• [What the task requires] Each line of the listing below that includes "wall" must be copied.

• [Material provided]
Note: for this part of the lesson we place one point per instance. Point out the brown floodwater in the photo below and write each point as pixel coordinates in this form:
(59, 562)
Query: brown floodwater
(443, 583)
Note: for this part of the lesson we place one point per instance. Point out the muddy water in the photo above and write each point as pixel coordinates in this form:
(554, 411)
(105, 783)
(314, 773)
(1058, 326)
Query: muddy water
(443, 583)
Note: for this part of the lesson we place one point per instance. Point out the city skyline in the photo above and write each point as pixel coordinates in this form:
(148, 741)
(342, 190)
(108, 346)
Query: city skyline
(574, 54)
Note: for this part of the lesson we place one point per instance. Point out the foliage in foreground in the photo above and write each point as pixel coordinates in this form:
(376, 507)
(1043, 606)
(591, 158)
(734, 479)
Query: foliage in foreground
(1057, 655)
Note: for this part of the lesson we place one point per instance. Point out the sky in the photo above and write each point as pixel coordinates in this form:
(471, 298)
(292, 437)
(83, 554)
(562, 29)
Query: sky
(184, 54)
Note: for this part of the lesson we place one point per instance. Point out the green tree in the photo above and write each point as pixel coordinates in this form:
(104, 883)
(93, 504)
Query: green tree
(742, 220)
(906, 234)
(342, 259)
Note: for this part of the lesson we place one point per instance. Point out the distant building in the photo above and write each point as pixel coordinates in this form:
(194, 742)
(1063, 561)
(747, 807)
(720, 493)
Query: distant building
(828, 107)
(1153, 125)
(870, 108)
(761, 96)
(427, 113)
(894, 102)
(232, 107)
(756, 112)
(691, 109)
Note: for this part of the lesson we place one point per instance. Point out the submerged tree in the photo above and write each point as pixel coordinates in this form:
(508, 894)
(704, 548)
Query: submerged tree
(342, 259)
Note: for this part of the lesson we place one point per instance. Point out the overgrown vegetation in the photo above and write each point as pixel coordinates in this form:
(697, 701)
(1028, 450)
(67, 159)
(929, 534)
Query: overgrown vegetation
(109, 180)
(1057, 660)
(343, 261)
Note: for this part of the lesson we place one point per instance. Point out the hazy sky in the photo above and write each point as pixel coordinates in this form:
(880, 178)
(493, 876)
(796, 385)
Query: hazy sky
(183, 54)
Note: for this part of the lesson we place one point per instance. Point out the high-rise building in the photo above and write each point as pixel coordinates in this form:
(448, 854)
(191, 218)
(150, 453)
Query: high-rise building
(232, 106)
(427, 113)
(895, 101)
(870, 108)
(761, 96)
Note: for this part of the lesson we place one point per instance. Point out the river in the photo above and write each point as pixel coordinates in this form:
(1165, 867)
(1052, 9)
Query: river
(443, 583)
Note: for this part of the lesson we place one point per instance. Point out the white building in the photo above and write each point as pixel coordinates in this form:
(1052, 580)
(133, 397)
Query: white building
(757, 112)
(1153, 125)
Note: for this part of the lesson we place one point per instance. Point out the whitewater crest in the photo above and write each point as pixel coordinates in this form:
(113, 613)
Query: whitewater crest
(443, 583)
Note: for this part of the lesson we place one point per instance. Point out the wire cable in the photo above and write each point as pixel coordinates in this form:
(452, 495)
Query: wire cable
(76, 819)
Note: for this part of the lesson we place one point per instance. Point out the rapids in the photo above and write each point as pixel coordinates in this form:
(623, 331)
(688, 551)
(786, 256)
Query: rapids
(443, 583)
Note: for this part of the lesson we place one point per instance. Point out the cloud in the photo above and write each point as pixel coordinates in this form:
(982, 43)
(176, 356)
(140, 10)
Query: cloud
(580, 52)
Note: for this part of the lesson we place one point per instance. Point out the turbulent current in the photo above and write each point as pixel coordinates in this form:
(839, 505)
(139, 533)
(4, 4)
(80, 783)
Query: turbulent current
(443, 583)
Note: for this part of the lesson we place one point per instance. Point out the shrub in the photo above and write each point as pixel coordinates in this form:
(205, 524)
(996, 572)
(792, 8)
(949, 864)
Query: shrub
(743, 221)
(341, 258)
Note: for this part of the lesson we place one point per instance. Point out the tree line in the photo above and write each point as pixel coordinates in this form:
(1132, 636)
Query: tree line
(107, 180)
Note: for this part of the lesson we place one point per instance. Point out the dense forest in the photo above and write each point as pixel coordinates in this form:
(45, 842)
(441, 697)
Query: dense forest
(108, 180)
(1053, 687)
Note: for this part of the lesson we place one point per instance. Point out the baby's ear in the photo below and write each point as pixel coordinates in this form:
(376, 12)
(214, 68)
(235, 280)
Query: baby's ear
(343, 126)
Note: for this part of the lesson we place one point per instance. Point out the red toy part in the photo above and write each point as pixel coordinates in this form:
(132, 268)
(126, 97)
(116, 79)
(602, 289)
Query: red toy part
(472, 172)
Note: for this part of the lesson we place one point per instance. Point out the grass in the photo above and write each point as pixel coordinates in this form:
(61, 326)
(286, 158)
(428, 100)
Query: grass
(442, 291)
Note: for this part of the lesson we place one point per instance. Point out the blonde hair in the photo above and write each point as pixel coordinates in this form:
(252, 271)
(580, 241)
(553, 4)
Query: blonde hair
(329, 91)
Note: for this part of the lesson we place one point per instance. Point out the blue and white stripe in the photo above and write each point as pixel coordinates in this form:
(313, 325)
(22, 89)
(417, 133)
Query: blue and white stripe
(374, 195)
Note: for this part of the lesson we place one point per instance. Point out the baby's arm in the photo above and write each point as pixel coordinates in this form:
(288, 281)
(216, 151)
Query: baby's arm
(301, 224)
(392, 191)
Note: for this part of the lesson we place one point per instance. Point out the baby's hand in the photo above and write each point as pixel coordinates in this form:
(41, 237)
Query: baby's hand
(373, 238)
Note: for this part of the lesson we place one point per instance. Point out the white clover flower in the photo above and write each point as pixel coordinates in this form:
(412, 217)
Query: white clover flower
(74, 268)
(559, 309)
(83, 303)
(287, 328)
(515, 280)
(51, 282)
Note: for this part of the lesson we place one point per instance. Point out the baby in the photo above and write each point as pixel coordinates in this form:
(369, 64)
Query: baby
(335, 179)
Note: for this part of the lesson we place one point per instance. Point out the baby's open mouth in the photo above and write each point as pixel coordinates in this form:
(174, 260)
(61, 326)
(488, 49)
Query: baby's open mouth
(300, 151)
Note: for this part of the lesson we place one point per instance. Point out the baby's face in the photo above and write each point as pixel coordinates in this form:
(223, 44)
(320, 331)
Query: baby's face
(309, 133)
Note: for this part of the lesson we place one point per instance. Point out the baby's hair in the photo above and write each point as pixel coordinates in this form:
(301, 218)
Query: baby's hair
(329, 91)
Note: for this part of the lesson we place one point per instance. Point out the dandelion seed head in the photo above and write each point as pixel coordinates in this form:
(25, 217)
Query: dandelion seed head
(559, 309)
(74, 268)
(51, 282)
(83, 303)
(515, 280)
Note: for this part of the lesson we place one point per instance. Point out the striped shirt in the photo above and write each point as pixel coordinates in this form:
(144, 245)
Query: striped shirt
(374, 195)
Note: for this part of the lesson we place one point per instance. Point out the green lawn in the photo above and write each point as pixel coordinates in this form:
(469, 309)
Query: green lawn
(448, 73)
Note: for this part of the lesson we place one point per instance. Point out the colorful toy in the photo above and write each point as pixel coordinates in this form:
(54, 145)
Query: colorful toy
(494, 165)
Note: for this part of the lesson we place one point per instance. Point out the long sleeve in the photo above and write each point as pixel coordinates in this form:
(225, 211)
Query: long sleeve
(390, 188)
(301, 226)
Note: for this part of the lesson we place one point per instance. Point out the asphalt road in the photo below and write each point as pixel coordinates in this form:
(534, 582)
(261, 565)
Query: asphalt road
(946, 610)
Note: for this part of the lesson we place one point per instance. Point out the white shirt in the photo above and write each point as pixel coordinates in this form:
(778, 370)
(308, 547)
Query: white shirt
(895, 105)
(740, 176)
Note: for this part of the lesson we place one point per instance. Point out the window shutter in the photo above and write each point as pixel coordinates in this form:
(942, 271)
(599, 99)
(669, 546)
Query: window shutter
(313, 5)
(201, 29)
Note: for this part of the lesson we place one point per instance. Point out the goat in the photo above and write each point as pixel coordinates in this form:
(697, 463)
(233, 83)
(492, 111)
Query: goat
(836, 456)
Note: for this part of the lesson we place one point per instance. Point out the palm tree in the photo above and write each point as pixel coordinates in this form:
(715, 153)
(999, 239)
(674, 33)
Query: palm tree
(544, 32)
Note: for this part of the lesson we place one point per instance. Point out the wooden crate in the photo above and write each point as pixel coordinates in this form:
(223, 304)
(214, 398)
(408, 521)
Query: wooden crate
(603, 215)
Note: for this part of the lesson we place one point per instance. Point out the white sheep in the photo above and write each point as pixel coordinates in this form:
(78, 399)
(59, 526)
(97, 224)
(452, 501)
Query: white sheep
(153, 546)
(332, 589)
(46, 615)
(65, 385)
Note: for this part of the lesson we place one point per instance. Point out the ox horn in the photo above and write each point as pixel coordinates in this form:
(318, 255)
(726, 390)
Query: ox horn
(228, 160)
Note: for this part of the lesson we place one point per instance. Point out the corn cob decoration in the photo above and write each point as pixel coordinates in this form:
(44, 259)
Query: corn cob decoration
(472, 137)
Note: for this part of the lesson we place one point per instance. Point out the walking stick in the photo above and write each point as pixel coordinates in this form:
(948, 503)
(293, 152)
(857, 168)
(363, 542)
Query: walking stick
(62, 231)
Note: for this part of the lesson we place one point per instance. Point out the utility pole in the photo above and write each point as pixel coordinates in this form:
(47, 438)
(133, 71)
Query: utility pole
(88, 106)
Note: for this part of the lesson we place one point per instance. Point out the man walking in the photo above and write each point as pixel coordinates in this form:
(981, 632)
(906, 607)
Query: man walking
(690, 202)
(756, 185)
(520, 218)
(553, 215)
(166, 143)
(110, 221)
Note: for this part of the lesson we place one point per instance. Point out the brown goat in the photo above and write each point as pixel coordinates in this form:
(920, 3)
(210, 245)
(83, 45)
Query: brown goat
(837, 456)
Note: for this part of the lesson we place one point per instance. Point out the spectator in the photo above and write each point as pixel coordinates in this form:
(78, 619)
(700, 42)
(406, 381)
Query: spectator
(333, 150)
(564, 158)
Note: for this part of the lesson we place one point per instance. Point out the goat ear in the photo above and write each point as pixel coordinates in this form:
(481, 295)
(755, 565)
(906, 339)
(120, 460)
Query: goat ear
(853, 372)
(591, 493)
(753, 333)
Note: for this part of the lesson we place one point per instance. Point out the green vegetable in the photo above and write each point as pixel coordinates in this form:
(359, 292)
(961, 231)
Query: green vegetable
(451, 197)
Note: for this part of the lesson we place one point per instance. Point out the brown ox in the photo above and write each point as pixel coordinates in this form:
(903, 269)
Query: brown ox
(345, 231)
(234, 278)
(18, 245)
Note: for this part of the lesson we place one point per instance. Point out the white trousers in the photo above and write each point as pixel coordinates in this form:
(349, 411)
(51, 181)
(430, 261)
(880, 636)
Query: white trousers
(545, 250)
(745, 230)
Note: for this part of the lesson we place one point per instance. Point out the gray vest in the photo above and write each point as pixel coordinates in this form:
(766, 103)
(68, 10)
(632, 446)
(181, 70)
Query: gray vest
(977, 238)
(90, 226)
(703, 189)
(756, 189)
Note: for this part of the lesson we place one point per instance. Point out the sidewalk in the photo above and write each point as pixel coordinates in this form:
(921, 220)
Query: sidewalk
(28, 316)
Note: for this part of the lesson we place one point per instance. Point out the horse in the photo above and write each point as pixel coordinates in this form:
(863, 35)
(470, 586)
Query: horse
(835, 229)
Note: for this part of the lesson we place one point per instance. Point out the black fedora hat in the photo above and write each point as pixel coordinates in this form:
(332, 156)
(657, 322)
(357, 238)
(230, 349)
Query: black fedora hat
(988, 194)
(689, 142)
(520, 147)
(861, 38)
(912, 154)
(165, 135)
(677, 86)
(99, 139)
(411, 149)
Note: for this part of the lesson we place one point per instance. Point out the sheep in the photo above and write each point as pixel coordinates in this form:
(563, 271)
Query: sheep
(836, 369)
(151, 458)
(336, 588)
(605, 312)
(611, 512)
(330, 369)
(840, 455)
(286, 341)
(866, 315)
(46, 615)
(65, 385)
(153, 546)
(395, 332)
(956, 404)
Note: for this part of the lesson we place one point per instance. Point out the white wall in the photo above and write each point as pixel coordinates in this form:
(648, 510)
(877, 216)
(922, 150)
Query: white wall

• [Expected output]
Note: for this part of the lesson we place one point per instance. Point out the white wall in the photo above and write each point as pixel coordinates in this form:
Query: white wall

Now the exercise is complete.